(Stored items)
************

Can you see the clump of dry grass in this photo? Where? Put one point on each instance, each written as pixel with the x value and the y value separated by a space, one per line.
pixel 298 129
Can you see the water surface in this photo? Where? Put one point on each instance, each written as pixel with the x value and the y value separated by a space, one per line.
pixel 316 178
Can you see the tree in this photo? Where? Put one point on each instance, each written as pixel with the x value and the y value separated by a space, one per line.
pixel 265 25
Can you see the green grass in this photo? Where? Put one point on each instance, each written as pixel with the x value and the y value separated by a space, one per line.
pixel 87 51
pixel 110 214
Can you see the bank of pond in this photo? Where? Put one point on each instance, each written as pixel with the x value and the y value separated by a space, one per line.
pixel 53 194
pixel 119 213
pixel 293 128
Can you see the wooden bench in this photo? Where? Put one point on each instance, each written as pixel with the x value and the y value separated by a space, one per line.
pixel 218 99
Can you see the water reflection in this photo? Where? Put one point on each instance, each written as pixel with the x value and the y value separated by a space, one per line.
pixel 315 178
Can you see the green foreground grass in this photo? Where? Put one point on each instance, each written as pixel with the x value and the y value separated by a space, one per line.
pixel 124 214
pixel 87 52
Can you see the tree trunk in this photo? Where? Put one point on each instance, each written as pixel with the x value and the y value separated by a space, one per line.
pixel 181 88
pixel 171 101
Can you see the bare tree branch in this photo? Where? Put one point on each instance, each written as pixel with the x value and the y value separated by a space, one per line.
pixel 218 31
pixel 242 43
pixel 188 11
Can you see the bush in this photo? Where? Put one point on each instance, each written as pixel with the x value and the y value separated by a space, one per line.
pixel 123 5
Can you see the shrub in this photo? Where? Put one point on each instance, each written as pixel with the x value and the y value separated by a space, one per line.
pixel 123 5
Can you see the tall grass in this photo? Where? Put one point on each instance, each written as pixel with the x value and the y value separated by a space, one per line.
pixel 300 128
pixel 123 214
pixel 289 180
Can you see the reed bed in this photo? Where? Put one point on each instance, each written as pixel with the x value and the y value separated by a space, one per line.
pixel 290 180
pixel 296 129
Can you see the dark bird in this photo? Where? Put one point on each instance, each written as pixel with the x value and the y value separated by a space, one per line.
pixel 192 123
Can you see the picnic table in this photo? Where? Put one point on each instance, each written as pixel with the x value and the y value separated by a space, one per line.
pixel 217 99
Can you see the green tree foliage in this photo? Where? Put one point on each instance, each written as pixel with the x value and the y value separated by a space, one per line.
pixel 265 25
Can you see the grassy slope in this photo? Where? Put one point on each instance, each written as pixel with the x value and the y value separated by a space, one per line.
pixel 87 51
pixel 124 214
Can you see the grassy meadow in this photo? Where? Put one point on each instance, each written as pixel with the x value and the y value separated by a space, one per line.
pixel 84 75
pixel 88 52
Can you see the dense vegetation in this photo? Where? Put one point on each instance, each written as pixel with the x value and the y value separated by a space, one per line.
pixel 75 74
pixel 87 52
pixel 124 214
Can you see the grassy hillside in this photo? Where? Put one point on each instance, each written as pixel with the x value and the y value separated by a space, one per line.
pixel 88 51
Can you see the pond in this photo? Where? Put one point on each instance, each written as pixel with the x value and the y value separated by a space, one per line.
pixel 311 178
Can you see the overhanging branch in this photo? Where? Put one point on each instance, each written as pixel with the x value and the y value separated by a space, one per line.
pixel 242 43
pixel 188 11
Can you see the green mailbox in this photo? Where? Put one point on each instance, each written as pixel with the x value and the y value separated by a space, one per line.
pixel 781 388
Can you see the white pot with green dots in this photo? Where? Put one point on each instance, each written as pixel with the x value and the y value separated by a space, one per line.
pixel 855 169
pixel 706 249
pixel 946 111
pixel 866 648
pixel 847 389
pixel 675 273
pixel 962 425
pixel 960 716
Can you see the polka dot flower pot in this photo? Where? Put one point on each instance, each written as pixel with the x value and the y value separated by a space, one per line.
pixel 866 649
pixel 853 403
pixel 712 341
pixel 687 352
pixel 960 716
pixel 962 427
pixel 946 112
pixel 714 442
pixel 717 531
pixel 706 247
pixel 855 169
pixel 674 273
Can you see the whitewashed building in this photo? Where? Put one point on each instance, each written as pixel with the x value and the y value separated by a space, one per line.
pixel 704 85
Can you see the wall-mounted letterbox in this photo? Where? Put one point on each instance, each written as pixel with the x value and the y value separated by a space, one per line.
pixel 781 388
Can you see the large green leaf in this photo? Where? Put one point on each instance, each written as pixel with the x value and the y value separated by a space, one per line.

************

_AIM_. Please retype all of the material above word for word, keeping every line in its original order.

_SOLUTION_.
Can you see the clump of dry grass in this photo? Where? Put one point on each instance, each written as pixel with the x value and the y value separated by a space, one per line.
pixel 298 129
Can you see the water surface in this photo? Where? Put one point on each instance, each written as pixel with the x value and the y value separated by a space, one per line.
pixel 316 178
Can you see the tree in this photo? Where? Put one point on each instance, each written as pixel with the x value and the y value separated by a space, one per line.
pixel 265 25
Can you see the green grass in this photo? Where? Put one point on each instance, each written as pixel with the x value and the y value separated by a space, one per line.
pixel 87 51
pixel 110 214
Can you see the bank of pond in this photo? Where? Put one point on each instance, each written as pixel with the x value and the y value separated by a space, one per line.
pixel 53 194
pixel 119 213
pixel 293 128
Can you see the wooden bench in this photo? Where? Put one point on each instance, each written as pixel with the x value and the y value separated by a space, one per line.
pixel 218 99
Can you see the water reflection in this photo? Where? Put one point on each instance, each written as pixel with the x value and the y value separated by a space, one per line.
pixel 315 178
Can you see the green foreground grass in this photo? Where? Put one point on each instance, each written as pixel with the x value and the y value separated by a space, one per line.
pixel 124 214
pixel 87 52
Can you see the tree trunk in this photo? Where? Put one point on each instance, each written as pixel with the x value and the y value separated by a space, one per line.
pixel 181 88
pixel 171 101
Can you see the bare tree branch in this photo? Where? Put one point on each instance, each written as pixel with the x value and the y value separated by a space, one per line.
pixel 218 31
pixel 242 43
pixel 188 11
Can you see the bush in this photo? Where? Put one point on each instance, each written as pixel with the x value and the y value separated by a space, one per line.
pixel 123 5
Can you see the shrub in this photo? Where? Put one point on each instance, each written as pixel with the x value and the y value separated by a space, one per line.
pixel 123 5
Can you see the tall grass in this photo? Where? Put one point on each instance, each written as pixel with the x value and the y value separated by a space, one per line.
pixel 300 128
pixel 123 214
pixel 289 180
Can you see the reed bed in this photo? Where? Put one point on each instance, each written as pixel with the x value and the y value separated by a space, one per line.
pixel 290 180
pixel 296 129
Can you see the dark bird in this photo? Where? Put one point on each instance, each written as pixel with the x value and the y value separated by a space, one per line.
pixel 192 123
Can you see the picnic table in this photo? Where? Put one point on each instance, each written as pixel with the x value and the y value separated by a space, one per line.
pixel 217 99
Can you see the green tree foliage in this photo? Where? Put one point on each instance, each written as pixel with the x value and the y value separated by a space, one per line.
pixel 265 25
Can you see the grassy slope in this photo? Where? Put one point on each instance, each written as pixel with the x value and the y value separated by a space, one per line.
pixel 87 51
pixel 124 214
Can you see the grassy meadow in this photo? Where? Put one point on each instance, each written as pixel with the x value and the y value separated by a space, one per line.
pixel 84 75
pixel 88 52
Can you see the dense vegetation in this photo? Where? Put one point on each instance, each written as pixel with the x value and the y value separated by a space, one per line.
pixel 75 74
pixel 87 52
pixel 124 214
Can you see the grassy hillside in this photo? Where? Put one point on each instance, each written as pixel with the x value and the y value separated by a space, one per line.
pixel 88 51
Can you see the pond in this photo? Where? Put one point on each instance, each written as pixel with the x value and the y value separated by a space, one per line.
pixel 311 178
Can you see the overhanging branch in this photo? Where? Put one point on each instance, each written as pixel with the x value and the y value separated by a space, one per line.
pixel 242 43
pixel 188 11
Can you see the green mailbox in this photo? Where? Put one point on each instance, each written as pixel with the x value and the y value separated by a space, one per line.
pixel 781 388
Can you see the white pot with green dots in this photo? Where? Put one point on each instance, each written as pixel with the x value and the y value separated by a space, one per line.
pixel 855 169
pixel 706 249
pixel 946 111
pixel 866 648
pixel 847 389
pixel 675 273
pixel 962 425
pixel 960 716
Can you see the polka dot flower pot in this photo? Where? Put one point on each instance, each written as pixel with the x value and the y value separated by a space, one per line.
pixel 866 649
pixel 853 403
pixel 712 341
pixel 687 352
pixel 960 716
pixel 962 427
pixel 946 112
pixel 714 442
pixel 717 531
pixel 706 247
pixel 855 169
pixel 674 273
Can you see the whitewashed building in this photo? Where? Put one point on each instance, each written as pixel with the x value and the y value separated by a space, one per line.
pixel 704 85
Can you see the wall-mounted letterbox in this photo? Where? Put one point on each instance, each written as pixel with the x value and the y value separated by a space, one per line.
pixel 781 388
Can you see the large green leaf in this photo? Where? Put one point on each instance, each written as pixel with the x value and the y value separated by a space, one per line.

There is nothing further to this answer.